◆ Aim of the exercise ◆
Copy the data word for word, starting at the line that contains "Please place a point on the woman's right" and ending with the last line of the data.

(Object point labels)

• • •

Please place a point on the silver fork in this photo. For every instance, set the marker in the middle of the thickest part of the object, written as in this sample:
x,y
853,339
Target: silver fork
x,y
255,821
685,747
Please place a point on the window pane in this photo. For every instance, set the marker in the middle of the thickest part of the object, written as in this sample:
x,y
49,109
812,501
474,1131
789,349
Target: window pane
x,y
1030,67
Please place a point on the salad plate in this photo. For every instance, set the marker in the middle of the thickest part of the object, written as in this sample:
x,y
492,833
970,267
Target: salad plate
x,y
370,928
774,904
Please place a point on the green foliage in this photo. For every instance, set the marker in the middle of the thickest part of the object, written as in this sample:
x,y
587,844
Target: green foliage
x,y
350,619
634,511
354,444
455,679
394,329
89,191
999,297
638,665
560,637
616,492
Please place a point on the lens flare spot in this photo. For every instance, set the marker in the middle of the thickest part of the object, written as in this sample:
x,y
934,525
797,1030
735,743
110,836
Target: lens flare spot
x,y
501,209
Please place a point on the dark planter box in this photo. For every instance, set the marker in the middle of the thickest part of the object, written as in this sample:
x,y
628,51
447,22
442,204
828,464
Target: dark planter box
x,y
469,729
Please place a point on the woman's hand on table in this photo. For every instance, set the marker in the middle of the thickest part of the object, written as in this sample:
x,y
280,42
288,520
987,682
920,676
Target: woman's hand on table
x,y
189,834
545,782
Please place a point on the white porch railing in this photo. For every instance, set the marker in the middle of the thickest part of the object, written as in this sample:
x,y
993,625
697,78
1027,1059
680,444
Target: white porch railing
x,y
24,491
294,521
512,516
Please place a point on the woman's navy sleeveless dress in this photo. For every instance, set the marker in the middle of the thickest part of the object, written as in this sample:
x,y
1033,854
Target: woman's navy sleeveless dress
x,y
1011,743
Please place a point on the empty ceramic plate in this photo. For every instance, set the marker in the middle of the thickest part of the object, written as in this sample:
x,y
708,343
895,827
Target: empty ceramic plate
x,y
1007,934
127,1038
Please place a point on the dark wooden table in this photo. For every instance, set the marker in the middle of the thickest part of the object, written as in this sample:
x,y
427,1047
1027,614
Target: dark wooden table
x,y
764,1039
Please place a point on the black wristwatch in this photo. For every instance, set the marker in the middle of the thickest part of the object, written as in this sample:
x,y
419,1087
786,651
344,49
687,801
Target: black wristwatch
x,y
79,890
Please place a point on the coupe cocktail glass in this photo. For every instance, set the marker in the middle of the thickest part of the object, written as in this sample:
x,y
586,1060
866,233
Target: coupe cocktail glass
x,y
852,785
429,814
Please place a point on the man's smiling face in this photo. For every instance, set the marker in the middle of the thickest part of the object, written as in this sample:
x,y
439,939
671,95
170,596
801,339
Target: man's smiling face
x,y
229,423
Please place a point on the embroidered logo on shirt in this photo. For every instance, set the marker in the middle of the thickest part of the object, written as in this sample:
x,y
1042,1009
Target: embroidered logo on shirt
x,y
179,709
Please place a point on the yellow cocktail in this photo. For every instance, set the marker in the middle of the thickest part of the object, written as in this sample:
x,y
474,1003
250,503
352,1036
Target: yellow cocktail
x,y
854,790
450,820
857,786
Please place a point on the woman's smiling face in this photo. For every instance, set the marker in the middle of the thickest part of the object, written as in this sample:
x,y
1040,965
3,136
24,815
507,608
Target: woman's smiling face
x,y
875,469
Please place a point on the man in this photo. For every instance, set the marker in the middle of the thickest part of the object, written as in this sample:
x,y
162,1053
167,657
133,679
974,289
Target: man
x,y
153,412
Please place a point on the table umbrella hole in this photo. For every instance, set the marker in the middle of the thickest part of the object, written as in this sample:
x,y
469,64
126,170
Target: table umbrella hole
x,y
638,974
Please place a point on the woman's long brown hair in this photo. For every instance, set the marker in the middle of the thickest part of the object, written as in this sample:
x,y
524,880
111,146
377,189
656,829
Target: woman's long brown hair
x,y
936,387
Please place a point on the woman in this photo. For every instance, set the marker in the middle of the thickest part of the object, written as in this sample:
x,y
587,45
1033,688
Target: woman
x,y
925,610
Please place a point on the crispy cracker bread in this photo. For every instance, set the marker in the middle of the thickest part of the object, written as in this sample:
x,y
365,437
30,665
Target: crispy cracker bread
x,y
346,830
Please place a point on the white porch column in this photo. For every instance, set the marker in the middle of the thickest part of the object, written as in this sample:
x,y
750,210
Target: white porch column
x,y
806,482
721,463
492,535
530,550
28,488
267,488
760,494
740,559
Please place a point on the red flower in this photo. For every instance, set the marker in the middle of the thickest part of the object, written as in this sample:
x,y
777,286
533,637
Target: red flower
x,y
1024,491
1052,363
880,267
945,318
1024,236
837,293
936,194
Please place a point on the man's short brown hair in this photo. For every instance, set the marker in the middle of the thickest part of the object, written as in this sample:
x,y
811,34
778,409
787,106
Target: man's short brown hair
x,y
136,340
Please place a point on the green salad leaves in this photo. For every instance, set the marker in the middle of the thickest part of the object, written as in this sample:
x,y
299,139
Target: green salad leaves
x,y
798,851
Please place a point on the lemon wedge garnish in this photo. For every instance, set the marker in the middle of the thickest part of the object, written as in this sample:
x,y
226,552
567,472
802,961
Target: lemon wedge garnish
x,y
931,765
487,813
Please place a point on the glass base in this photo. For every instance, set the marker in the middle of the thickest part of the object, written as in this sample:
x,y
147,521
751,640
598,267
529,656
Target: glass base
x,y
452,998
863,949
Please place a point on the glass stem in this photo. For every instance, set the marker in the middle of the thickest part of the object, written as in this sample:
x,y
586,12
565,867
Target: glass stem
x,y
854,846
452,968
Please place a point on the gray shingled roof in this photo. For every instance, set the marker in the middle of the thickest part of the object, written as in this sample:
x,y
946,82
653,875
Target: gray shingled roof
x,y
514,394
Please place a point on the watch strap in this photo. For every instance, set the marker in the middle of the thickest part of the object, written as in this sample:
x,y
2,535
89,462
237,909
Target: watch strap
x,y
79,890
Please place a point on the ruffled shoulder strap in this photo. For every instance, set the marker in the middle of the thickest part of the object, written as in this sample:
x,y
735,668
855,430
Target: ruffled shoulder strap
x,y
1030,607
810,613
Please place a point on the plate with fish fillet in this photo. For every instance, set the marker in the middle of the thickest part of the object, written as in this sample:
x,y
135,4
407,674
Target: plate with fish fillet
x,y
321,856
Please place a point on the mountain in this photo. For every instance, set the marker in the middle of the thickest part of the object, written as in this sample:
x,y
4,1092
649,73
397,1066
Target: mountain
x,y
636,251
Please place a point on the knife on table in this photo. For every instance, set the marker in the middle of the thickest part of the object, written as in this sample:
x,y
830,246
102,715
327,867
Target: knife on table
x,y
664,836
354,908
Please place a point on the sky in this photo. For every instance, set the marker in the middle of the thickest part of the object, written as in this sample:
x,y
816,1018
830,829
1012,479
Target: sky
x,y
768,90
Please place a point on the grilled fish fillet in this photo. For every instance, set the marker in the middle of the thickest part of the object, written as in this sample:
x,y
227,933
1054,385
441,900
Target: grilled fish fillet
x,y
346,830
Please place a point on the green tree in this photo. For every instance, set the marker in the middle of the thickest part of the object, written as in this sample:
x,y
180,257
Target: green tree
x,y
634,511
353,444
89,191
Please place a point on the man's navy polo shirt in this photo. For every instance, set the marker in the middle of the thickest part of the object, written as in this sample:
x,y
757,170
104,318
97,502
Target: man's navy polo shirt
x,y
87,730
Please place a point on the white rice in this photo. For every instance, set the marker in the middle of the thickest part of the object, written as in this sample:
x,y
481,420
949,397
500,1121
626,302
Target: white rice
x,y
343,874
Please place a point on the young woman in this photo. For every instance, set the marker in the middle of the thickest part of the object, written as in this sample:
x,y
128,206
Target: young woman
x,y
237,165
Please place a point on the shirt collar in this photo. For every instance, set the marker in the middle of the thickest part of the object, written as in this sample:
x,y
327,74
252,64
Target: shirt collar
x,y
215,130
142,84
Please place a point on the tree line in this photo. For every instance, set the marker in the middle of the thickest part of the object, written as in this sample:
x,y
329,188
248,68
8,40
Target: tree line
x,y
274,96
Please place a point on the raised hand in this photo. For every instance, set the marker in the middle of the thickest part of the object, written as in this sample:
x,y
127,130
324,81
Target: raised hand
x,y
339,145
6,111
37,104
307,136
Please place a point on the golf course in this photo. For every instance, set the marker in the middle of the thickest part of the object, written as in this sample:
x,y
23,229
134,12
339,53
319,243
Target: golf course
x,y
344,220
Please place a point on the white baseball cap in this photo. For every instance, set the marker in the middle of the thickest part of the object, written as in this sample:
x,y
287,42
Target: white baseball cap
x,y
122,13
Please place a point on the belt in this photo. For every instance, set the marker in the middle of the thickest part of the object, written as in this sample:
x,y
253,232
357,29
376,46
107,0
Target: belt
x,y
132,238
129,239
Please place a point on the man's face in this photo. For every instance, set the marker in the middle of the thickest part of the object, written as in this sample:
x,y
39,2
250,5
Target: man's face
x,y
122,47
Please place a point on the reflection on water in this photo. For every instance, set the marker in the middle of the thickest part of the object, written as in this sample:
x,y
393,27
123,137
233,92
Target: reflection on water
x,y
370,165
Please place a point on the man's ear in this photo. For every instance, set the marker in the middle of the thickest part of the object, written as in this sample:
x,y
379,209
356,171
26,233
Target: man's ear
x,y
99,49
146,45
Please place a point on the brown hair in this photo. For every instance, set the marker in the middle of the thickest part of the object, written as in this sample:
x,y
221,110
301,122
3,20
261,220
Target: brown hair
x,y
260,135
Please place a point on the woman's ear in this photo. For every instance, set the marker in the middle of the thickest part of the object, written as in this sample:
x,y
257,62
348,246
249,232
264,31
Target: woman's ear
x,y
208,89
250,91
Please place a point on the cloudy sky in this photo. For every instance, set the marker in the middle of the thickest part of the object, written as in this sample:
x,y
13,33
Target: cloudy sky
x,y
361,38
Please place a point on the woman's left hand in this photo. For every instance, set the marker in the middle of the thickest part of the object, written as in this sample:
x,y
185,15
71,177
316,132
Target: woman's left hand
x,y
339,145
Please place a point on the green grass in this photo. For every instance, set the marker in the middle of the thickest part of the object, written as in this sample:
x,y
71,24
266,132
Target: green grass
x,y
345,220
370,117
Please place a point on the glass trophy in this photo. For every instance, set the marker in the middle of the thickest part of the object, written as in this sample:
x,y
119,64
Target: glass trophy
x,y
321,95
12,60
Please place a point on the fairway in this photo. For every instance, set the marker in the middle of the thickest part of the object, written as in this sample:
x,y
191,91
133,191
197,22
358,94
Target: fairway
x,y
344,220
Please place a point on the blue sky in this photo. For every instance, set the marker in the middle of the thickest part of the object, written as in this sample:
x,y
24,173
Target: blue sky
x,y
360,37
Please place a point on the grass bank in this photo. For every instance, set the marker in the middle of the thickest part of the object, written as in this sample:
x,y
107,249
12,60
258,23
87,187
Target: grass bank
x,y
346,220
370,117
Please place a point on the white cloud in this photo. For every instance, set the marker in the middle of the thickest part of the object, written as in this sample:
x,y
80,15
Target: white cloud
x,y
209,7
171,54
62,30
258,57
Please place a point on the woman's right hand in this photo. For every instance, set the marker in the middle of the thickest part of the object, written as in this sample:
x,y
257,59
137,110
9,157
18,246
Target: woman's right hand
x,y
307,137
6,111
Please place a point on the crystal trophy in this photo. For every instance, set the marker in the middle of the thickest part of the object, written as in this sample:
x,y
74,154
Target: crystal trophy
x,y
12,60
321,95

• • •

◆ Full answer ◆
Please place a point on the woman's right hand in this photo. For every instance, set the marker in the middle of the thickest part of the object, written as in this sample:
x,y
257,59
137,110
9,157
18,246
Target: woman's right hand
x,y
307,137
6,111
Please place a point on the crystal trophy in this photo. For every instance, set the marker in the middle of the thickest part of the object, written as in this sample:
x,y
74,154
Target: crystal trophy
x,y
12,60
321,95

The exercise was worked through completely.